### Set exercise
How many lines in the records below contain the word "person"? Reply with the number alone.

### Listed records

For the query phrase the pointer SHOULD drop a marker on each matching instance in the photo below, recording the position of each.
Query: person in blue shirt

--

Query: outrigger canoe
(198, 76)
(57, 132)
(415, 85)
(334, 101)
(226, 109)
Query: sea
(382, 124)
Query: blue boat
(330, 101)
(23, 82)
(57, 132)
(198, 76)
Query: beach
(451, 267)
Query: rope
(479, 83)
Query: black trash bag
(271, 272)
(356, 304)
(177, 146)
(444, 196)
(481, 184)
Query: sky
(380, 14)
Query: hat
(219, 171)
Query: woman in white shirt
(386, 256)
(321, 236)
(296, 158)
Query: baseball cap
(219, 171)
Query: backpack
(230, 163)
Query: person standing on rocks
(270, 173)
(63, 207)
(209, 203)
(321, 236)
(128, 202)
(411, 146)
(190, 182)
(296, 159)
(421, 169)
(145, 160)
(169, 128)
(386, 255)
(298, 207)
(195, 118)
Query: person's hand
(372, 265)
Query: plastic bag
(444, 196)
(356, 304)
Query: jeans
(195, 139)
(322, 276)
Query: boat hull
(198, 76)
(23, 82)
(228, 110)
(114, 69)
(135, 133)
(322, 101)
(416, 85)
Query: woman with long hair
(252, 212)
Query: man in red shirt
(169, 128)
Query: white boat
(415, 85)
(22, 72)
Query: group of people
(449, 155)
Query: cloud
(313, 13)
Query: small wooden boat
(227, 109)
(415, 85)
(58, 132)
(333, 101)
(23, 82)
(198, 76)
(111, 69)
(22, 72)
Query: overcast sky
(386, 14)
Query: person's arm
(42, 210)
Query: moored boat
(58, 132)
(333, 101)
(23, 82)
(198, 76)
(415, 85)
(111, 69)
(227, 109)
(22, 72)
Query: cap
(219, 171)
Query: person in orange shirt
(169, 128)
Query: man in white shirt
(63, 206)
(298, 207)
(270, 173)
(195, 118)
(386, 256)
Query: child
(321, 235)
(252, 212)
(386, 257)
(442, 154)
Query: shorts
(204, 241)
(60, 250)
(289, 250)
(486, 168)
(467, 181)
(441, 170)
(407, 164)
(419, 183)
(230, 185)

---

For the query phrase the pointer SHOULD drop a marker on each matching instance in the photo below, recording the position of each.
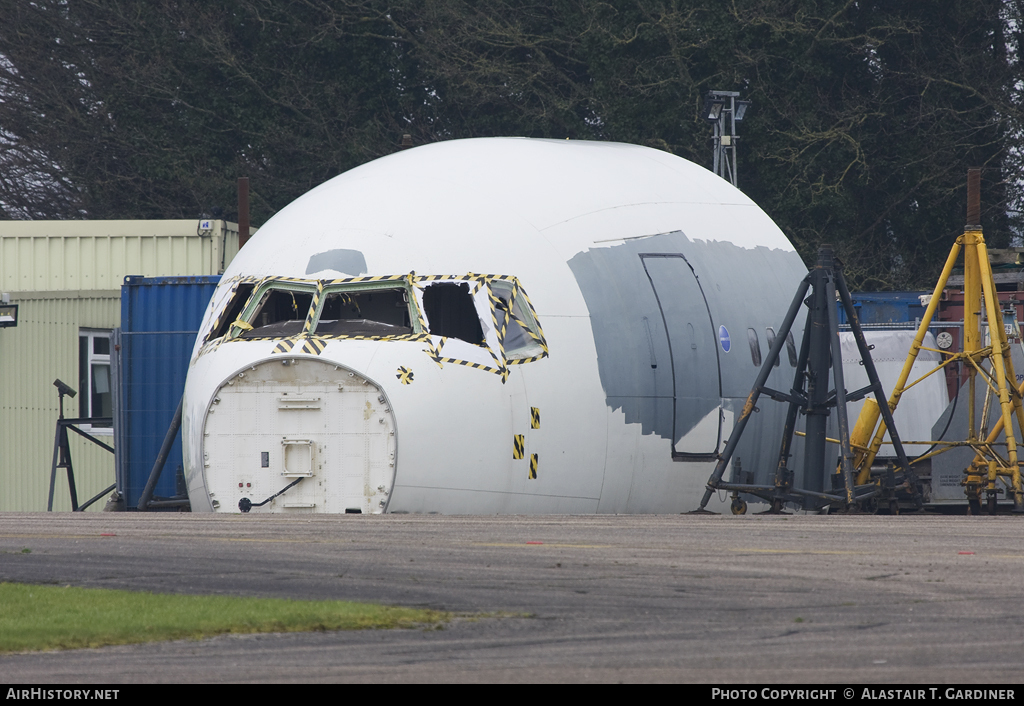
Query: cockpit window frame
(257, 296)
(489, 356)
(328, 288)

### The answer
5